[BEGIN Page]

13 for ’13: Otaku Ohana’s year in pictures

Happy three-days-in-but-still-relatively-newish year! It’s hard to believe that June will mark five years since this blog gained a home on starbulletin.com as an online complement to Cel Shaded. Five years, coincidentally, is also the amount of time it would probably take for me to catch up on all the anime that I’ve been meaning to review in this space if (a) every single anime producer, both in the U.S. and Japan, were to stop releasing anime at this very second, and (b) I watched anime 24/7/365. (And let’s not even think about the manga.)

I’m hoping that review situation improves this year. But before we move forward, let’s take a quick look back at some of the highlights from last year, captured by my trusty camera (and in some cases, my equally trusty smartphone). Some of these pictures have appeared in this space before. Others, I never got around to posting (curse you, real work getting in the way of fun work!). For remembering the year that was 2013, though, they’re fun jumping-off points.

Congratulation! A winner is you! (Jan. 12)

[END Page]
[BEGIN Supplied entries]

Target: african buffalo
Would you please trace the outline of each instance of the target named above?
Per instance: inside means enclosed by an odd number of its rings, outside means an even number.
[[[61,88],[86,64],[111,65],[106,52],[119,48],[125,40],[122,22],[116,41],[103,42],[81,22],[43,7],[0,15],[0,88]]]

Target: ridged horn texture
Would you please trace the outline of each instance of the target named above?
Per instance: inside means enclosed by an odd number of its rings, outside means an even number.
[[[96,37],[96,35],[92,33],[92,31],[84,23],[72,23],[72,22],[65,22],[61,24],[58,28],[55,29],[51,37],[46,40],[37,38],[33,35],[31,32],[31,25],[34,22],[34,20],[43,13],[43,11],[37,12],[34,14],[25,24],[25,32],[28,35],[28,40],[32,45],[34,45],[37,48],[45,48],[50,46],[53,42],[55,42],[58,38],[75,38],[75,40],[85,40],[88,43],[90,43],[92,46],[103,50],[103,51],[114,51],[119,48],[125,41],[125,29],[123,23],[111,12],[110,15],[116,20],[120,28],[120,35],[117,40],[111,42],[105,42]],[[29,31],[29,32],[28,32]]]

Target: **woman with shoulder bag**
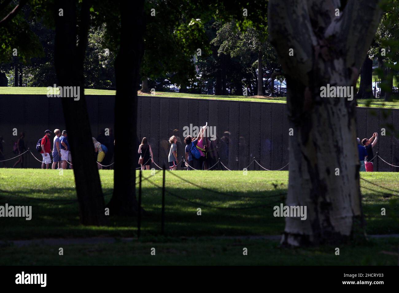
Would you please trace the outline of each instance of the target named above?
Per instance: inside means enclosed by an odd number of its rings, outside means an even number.
[[[147,170],[149,170],[151,162],[154,162],[152,159],[154,155],[152,154],[152,150],[151,148],[151,146],[148,144],[146,138],[143,138],[143,140],[141,141],[141,144],[138,147],[138,152],[140,154],[138,163],[141,165],[141,169],[145,170],[146,167]]]

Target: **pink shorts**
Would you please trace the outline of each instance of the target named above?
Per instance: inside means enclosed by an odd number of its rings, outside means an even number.
[[[364,163],[364,167],[366,167],[366,172],[373,172],[374,169],[373,162],[365,162]]]

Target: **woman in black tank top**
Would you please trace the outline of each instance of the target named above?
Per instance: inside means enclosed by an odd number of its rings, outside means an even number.
[[[151,162],[154,161],[152,160],[154,157],[151,146],[148,144],[146,138],[143,138],[141,144],[138,147],[138,152],[140,154],[140,156],[143,159],[143,163],[141,165],[141,169],[144,170],[146,168],[147,170],[149,170]]]

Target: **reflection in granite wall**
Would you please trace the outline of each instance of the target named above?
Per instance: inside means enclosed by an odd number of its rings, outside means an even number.
[[[3,144],[6,158],[14,156],[12,146],[18,139],[18,136],[12,135],[14,128],[17,128],[18,133],[25,132],[25,143],[31,149],[34,149],[45,130],[65,129],[60,98],[38,95],[3,95],[0,98],[0,136],[5,141]],[[105,128],[113,128],[115,96],[87,96],[86,99],[93,136],[97,137]],[[254,157],[265,168],[272,170],[279,169],[288,162],[288,127],[285,104],[140,96],[138,110],[138,140],[147,138],[154,161],[160,166],[168,165],[170,136],[178,138],[180,159],[184,155],[185,126],[190,127],[191,124],[201,127],[207,122],[209,126],[216,126],[216,140],[212,144],[211,155],[215,160],[220,158],[230,169],[242,170]],[[380,136],[374,153],[378,151],[387,161],[399,165],[399,110],[358,107],[356,115],[358,136],[361,139],[369,138],[373,132],[380,132],[382,128],[386,129],[386,135]],[[40,167],[40,163],[31,155],[26,158],[26,167]],[[155,166],[152,164],[152,167]],[[222,167],[219,165],[215,168]],[[379,171],[399,171],[399,168],[381,160],[375,160],[376,168]],[[248,169],[262,169],[253,163]],[[288,169],[288,166],[283,169]]]

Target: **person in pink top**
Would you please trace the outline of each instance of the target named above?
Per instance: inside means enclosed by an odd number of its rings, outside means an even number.
[[[193,156],[194,167],[197,170],[204,169],[205,165],[205,159],[207,154],[207,150],[209,147],[209,142],[206,137],[206,126],[202,127],[200,130],[198,137],[193,141],[193,144],[196,146],[201,154],[199,159]]]

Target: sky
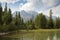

[END Supplied entries]

* **What to do**
a. In the blog post, update the passage starting with "Happy three-days-in-but-still-relatively-newish year!" and going on through "about the manga.)", replacing "manga" with "light novels".
b. Why, according to the blog post, did the author never get around to posting some of the pictures?

* **Task-by-task outputs**
a.
Happy three-days-in-but-still-relatively-newish year! It’s hard to believe that June will mark five years since this blog gained a home on starbulletin.com as an online complement to Cel Shaded. Five years, coincidentally, is also the amount of time it would probably take for me to catch up on all the anime that I’ve been meaning to review in this space if (a) every single anime producer, both in the U.S. and Japan, were to stop releasing anime at this very second, and (b) I watched anime 24/7/365. (And let’s not even think about the light novels.)

b. Real work got in the way of the fun work of the blog, so some pictures went unposted.